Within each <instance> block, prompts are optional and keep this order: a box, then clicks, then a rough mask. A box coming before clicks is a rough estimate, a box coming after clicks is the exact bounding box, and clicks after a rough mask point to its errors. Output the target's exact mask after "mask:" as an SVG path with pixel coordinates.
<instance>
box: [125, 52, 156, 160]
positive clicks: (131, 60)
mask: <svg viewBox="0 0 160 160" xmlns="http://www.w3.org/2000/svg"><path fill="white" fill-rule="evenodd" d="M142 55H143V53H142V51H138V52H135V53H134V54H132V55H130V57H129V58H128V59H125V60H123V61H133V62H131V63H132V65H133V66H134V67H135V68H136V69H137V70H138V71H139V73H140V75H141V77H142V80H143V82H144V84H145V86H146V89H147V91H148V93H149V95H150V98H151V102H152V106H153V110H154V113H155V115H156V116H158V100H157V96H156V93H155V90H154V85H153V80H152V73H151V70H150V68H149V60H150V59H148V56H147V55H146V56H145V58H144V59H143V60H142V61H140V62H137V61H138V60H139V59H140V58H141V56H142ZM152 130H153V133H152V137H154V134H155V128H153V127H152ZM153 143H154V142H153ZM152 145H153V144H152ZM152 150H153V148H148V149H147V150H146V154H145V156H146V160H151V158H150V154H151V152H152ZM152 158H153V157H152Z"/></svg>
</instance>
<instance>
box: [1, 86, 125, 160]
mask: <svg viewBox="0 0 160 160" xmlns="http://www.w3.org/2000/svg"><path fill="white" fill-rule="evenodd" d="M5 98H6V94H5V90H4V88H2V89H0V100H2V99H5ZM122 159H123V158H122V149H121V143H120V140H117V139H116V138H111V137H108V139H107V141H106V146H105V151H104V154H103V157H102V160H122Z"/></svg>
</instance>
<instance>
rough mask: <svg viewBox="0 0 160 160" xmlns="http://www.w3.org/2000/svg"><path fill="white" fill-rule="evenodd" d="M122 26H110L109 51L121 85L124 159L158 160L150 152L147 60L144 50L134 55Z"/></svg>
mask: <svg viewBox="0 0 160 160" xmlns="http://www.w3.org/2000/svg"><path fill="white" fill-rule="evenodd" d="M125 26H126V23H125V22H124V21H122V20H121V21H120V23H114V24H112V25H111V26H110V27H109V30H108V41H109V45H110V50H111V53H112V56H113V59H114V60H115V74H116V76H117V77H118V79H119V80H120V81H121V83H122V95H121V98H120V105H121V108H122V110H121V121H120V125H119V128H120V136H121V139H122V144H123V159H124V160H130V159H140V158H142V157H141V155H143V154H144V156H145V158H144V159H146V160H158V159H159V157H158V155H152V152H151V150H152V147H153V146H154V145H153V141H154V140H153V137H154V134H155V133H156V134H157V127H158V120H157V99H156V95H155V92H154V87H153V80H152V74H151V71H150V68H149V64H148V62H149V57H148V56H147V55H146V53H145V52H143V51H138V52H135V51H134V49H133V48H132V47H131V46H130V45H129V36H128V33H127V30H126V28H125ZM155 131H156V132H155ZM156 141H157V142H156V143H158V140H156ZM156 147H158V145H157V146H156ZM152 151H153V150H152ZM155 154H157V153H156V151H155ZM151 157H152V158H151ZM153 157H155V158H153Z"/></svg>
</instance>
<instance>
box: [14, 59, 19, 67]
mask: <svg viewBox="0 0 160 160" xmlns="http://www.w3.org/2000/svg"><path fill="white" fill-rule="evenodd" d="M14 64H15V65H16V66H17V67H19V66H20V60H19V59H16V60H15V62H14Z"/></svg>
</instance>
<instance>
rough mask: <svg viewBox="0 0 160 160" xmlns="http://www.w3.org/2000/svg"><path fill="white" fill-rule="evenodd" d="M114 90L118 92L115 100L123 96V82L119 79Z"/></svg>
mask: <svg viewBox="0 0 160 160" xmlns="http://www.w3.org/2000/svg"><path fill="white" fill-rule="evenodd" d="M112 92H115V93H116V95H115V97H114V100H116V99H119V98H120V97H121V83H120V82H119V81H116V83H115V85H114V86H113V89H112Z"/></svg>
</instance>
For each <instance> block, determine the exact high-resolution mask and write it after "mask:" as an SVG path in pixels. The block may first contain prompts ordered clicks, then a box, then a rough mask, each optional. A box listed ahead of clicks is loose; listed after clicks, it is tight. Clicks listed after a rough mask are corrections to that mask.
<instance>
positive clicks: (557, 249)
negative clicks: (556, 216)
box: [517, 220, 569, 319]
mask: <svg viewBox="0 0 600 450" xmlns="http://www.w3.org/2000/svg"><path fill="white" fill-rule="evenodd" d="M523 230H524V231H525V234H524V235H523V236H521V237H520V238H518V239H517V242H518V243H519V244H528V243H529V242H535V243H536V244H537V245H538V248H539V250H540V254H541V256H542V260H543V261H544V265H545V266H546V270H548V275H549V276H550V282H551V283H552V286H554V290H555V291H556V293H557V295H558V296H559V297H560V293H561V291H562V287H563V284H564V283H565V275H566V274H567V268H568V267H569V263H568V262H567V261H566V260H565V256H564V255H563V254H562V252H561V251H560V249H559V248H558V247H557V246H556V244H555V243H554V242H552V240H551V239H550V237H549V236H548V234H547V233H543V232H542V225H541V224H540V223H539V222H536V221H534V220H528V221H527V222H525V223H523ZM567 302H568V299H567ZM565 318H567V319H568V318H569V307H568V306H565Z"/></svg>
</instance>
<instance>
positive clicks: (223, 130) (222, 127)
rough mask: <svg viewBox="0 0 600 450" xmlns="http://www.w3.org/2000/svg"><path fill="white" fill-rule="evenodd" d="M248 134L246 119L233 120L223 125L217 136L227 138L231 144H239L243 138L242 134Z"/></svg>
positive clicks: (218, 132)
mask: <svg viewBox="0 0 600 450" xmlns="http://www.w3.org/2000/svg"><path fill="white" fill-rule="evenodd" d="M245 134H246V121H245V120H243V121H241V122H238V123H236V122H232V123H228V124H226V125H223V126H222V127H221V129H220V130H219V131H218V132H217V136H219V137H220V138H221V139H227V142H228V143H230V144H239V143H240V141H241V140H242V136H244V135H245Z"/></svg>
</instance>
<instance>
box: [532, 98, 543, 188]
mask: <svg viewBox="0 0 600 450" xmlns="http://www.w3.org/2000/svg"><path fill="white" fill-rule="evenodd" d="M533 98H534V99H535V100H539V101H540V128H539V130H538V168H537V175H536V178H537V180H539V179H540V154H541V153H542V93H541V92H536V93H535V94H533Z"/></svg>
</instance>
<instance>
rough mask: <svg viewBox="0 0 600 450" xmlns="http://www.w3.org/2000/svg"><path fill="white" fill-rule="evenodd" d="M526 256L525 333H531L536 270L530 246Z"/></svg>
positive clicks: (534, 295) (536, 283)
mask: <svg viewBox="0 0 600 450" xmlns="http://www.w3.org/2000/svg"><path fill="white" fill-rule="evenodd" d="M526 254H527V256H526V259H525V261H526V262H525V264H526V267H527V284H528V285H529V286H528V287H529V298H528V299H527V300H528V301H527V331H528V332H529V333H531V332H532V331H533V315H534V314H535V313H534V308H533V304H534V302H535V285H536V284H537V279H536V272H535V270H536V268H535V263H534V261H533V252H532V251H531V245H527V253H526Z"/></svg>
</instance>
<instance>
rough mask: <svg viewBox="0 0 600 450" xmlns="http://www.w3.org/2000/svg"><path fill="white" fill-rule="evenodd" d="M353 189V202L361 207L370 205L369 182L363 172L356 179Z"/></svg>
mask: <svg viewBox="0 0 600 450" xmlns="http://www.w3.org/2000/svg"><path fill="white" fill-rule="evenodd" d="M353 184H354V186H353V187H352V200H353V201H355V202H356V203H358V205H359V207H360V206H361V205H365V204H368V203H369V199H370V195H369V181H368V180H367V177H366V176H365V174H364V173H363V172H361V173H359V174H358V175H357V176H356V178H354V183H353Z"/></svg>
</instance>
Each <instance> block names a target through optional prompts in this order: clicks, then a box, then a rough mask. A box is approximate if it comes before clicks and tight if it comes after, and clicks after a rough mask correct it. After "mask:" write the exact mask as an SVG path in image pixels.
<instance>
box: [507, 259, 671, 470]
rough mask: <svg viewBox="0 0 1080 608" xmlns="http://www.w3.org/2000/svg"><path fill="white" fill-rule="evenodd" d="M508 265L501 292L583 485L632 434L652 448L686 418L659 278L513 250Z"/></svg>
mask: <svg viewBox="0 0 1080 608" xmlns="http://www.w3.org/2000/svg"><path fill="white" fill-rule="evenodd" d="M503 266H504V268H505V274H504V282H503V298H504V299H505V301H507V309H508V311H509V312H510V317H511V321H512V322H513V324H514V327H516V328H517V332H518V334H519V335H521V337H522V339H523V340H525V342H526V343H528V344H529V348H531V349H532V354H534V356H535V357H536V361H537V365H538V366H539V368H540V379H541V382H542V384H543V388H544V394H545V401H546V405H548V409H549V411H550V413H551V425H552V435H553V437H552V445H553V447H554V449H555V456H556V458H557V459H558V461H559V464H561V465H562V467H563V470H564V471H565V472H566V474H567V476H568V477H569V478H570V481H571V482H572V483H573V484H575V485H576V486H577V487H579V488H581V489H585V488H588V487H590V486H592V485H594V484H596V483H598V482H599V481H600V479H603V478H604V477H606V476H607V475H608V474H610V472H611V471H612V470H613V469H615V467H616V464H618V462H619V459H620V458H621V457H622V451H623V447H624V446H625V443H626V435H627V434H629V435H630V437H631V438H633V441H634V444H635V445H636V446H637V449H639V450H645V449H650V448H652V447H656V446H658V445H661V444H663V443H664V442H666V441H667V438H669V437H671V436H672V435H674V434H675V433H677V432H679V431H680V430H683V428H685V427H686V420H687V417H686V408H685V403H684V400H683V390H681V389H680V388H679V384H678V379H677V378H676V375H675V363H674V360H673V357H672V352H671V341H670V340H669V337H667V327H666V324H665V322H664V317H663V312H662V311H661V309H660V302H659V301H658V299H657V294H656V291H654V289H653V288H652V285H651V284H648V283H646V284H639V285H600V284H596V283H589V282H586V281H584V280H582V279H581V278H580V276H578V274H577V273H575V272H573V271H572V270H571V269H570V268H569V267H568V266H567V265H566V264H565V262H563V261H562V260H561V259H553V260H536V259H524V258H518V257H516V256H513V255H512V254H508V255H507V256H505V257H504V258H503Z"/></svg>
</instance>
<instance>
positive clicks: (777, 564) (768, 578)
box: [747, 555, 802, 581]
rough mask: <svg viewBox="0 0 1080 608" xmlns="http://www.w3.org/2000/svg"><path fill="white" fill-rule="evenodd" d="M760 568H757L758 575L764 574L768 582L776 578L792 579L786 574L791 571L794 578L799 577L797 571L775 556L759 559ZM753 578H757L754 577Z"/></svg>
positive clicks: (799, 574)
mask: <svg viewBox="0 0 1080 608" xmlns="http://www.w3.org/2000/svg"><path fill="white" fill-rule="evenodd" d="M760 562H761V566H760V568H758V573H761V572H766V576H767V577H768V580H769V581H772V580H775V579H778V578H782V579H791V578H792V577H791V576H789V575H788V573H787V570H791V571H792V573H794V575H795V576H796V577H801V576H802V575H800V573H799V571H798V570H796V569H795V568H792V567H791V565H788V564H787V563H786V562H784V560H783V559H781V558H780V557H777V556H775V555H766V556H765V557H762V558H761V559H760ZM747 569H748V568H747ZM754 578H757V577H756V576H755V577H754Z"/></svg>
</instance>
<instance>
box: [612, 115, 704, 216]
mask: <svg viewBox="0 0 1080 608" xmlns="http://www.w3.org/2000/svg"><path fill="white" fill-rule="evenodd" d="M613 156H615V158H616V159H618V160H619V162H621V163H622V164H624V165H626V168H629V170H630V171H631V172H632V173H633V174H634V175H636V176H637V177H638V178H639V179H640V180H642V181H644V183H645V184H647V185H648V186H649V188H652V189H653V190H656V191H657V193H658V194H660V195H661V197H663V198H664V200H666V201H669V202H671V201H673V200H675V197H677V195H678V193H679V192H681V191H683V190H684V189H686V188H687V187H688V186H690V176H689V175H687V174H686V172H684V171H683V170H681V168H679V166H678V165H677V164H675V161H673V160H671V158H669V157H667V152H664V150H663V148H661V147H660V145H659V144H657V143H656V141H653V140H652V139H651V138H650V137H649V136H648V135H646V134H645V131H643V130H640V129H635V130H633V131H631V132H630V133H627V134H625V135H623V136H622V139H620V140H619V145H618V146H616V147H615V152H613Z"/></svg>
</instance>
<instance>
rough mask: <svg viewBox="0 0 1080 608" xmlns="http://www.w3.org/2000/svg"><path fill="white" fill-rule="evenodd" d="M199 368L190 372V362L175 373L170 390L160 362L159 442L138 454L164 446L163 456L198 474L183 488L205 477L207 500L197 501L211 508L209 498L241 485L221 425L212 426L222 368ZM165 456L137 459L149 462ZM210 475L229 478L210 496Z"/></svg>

+===+

● What you should do
Show every line of the records above that contains the word "prompts".

● Output of the task
Within each <instance> block, prompts are optional and keep this order: a box, then clicks, then a rough mask. A box coming before clicks is a rough estimate, a box coming after clicks is the exact bounding box, and clicks after a rough mask point to its errors. Output the target's exact mask after "mask:" as an SVG path with pixel coordinates.
For each <instance> block, determine the exact high-resolution mask and write it after "mask:" as an SVG path in pixels. The block may first contain prompts ordered clicks, then a box, then a rough mask, each optional. A box listed ahead of clicks is loose; listed after clicks, it is tight. Clicks listed after a rough mask are corrections to that mask.
Each <instance> block names a target through optional prompts in this order: clicks, then a box, then a rough mask. A box is approximate if it comes before clicks and tight if it comes after, and clicks after a rough mask correct it. After "mask:" write the exact mask as an SVG path in image pixels.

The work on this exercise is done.